— Written task —
Can you duplicate the passage of the thread on finding meaning in life starting at "But whatever you" and ending at "more on others."?

Ask HN: How do you find meaning in life? - wsdfsayy
======
muzani
Start with the end in mind. Everyone dies. I try to die on my own terms.

There's a lot to think about in death. How do you die? Who will be at your
funeral? What do you leave behind?

You can control how you die, by committing suicide. But that's wasteful. Your
life is valuable. But like any valuable, you shouldn't just keep it locked up.
Valuable things should be used or traded - risk your life something that _can_
kill you but is worth it. Start a business, climb Everest, volunteer to help
in a dangerous country, be an activist for something worth dying for.

You'll want to think about what happens after you die. You'll have stuff. What
happens to it? Does it go to your family? A cause? Does it disappear in a
disorganized jumble?

Also the afterlife. People have literally sat down for thousands of years
pondering this. Don't reinvent the wheel; dig up what others have researched.
As time goes on, a lot of religions are hijacked by people who want power.
It's best to read the studies of early scholars than latter ones.

At least two thirds of people were born with the wrong idea of the afterlife.
Statistically, you're one of them. Don't idly follow whatever you were born
into. Pick something consciously (your default is fine). Run experiments. If
it doesn't click, try something else.

Your life is exceptionally valuable. It belongs to only you. There's nothing
wrong with being a cog in the corporate machine. There's nothing wrong with
being an acstetic monk. You don't need to contribute anything into the world.
You don't need to have a family or even a cause.

But whatever you do with your life, it should be a conscious, deliberate
decision.

------
p0d
As a christian I follow the teachings of Jesus and believe this life is just
the beginning. This doesn’t mean I walk around in a state of bliss. I often
think on the meaning of my work in IT. At nearly 50 I am beginning to realise
daily life has more meaning when I focus less on myself and more on others.

A funny thing happened last Christmas which highlights my being too
introspective. I wrote a poem for the first time in my life and gave it to my
wife, son and daughter. They absolutely misunderstood the poem and thought it
was about our strong family bond. The poem was actually about stars, space and
time. I honestly believe my family’s interpretation of my poem was better than
my own. This was just a quirky reminder for me of how I was missing the bigger
picture by being so internally focussed. I also think it may be my last poem
;-)

------
mindcrime
I don't believe in "finding" meaning in life. I think you create your meaning
(or maybe "choose" your meaning if you prefer). As the old saying goes "The
meaning of life is a life of meaning". My personal take on that is that you
get to decide what a "life of meaning" is to you.

As an atheist who tries to believe in free will, but who frankly has a hard
time seeing how the universe is anything other than strictly deterministic
(ergo, free will is actually an illusion), I don't see much room for any idea
of an objective "meaning of life" that comes from any external source, or even
any intrinsic notion of that sort that is universal to everyone. So you get to
choose... or if free will really is an illusion, you get to walk around
thinking you chose. :-)

------
natch
Have fun and try to leave the world a better place than you found it.

------
mbrock
I don't look for any ultimate or final meaning, ordinary everyday meaning
seems quite sufficient. But worldly meaning is a vast thing with unfathomable
depths.

[https://meaningness.com/misunderstanding-meaningness-
makes-m...](https://meaningness.com/misunderstanding-meaningness-makes-many-
miserable)

— Stored records —
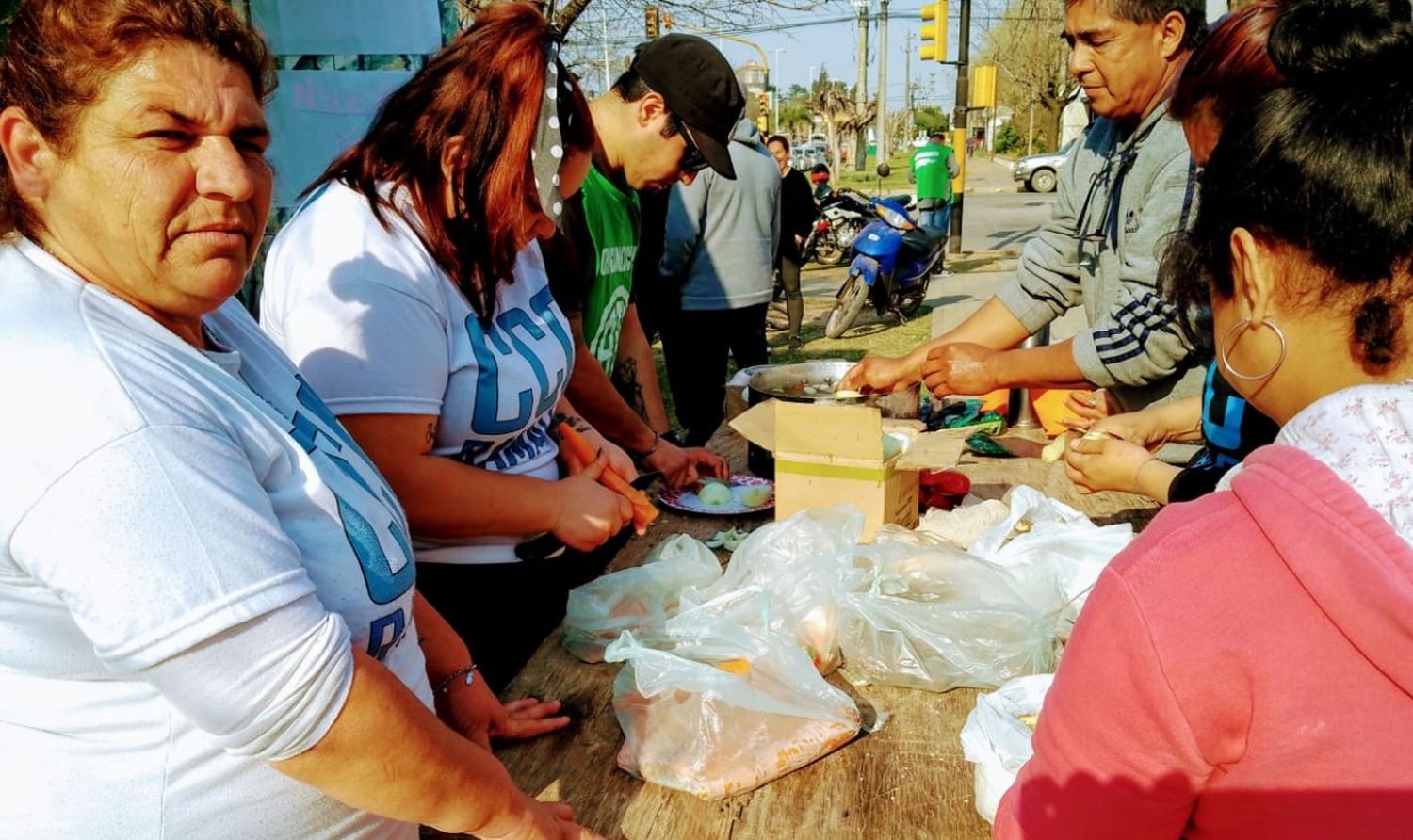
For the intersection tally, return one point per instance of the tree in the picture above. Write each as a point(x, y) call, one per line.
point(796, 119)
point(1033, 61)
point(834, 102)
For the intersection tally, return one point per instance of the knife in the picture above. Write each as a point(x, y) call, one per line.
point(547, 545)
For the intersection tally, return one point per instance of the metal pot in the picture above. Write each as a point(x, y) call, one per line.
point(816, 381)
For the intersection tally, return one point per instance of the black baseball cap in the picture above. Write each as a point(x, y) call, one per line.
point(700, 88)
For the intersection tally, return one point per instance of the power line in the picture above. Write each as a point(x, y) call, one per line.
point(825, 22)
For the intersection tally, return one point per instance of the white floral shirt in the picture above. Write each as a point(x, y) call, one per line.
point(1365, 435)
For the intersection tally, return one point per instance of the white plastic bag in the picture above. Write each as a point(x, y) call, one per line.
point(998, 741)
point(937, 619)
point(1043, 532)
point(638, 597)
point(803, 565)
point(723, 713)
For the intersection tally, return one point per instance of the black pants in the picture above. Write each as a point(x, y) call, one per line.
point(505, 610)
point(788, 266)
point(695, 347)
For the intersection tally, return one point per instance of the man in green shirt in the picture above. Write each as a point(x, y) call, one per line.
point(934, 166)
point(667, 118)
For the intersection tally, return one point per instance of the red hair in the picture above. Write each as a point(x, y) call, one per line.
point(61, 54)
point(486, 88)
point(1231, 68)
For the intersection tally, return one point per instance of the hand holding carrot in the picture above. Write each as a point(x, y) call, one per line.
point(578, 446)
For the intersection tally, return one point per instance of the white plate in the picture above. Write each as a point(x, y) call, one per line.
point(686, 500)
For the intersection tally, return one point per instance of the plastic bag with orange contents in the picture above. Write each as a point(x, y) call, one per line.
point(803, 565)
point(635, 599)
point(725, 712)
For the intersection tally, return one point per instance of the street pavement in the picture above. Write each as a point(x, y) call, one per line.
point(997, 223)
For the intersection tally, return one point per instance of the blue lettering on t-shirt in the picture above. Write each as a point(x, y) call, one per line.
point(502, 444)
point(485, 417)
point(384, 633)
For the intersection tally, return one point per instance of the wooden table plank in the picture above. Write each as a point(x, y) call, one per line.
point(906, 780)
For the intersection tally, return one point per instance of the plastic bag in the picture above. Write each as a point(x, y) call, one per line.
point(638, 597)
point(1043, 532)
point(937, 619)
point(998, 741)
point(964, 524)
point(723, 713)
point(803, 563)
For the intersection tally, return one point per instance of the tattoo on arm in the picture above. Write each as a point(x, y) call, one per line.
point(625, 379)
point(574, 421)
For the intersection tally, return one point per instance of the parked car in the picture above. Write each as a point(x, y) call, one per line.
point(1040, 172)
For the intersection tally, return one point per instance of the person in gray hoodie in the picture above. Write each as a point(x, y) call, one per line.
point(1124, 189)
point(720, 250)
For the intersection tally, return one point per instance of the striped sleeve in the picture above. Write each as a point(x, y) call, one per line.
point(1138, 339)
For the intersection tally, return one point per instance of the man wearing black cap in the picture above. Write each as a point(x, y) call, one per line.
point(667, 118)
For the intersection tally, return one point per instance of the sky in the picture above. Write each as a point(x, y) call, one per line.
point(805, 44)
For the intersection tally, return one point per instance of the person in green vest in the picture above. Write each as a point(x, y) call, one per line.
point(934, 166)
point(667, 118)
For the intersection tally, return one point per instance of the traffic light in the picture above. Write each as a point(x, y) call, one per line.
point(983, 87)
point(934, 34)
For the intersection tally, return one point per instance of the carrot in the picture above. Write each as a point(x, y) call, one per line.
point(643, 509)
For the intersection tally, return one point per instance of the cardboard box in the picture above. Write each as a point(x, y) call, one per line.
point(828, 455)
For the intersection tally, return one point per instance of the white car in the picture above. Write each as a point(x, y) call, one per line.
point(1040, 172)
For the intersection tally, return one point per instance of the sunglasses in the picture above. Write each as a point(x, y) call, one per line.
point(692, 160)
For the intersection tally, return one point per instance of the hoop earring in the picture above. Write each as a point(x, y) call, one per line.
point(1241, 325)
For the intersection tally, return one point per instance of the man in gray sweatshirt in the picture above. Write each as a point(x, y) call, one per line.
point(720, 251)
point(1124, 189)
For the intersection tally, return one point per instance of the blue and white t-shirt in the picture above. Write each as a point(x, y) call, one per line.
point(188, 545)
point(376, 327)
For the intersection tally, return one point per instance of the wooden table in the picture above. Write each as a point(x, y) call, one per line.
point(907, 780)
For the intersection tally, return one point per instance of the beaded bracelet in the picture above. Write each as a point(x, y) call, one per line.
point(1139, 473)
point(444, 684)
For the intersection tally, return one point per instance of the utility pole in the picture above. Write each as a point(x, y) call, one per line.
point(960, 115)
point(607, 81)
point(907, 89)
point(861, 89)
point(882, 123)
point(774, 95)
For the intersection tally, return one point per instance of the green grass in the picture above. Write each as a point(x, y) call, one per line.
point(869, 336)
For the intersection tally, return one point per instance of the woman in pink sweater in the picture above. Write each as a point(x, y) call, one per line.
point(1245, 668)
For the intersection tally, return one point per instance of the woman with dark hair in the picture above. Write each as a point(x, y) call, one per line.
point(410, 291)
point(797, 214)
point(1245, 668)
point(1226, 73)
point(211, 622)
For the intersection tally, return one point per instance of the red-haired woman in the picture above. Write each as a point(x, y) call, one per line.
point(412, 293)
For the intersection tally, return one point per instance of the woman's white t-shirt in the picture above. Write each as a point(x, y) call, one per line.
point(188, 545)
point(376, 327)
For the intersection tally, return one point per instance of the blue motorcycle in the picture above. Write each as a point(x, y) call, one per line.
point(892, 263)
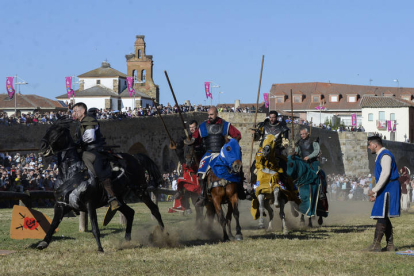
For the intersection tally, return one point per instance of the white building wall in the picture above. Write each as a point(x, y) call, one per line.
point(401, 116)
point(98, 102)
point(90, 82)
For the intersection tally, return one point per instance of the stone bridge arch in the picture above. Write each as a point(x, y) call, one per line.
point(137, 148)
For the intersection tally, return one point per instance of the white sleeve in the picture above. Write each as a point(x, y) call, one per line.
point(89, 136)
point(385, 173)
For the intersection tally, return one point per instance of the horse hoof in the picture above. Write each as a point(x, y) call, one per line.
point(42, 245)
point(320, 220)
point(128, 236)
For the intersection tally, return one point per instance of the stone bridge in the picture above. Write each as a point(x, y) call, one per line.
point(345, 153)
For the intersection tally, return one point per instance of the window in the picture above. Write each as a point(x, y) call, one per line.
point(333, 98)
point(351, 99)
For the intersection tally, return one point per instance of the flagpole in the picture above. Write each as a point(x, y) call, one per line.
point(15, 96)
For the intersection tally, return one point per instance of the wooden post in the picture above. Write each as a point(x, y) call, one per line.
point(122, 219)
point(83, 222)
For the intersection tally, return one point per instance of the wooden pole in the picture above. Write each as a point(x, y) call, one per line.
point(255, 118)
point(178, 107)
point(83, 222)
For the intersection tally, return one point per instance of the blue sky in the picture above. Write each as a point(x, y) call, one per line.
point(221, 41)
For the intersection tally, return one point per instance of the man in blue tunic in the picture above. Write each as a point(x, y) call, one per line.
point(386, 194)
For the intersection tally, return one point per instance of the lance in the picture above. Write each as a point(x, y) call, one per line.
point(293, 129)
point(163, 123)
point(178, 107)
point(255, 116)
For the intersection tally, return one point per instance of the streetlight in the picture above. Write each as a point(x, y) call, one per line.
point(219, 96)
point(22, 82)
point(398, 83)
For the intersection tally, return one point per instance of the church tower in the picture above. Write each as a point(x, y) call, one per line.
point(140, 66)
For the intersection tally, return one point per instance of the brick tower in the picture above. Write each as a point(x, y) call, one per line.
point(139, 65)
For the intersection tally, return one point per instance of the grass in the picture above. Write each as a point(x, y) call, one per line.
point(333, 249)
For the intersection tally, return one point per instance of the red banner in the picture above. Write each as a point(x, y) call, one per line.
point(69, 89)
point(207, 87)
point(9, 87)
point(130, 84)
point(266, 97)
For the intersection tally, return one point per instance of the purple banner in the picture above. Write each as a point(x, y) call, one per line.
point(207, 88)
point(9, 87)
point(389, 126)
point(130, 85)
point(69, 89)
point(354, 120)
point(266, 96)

— The answer —
But whatever you do with your life, it should be a conscious, deliberate
decision.

------
p0d
As a christian I follow the teachings of Jesus and believe this life is just
the beginning. This doesn’t mean I walk around in a state of bliss. I often
think on the meaning of my work in IT. At nearly 50 I am beginning to realise
daily life has more meaning when I focus less on myself and more on others.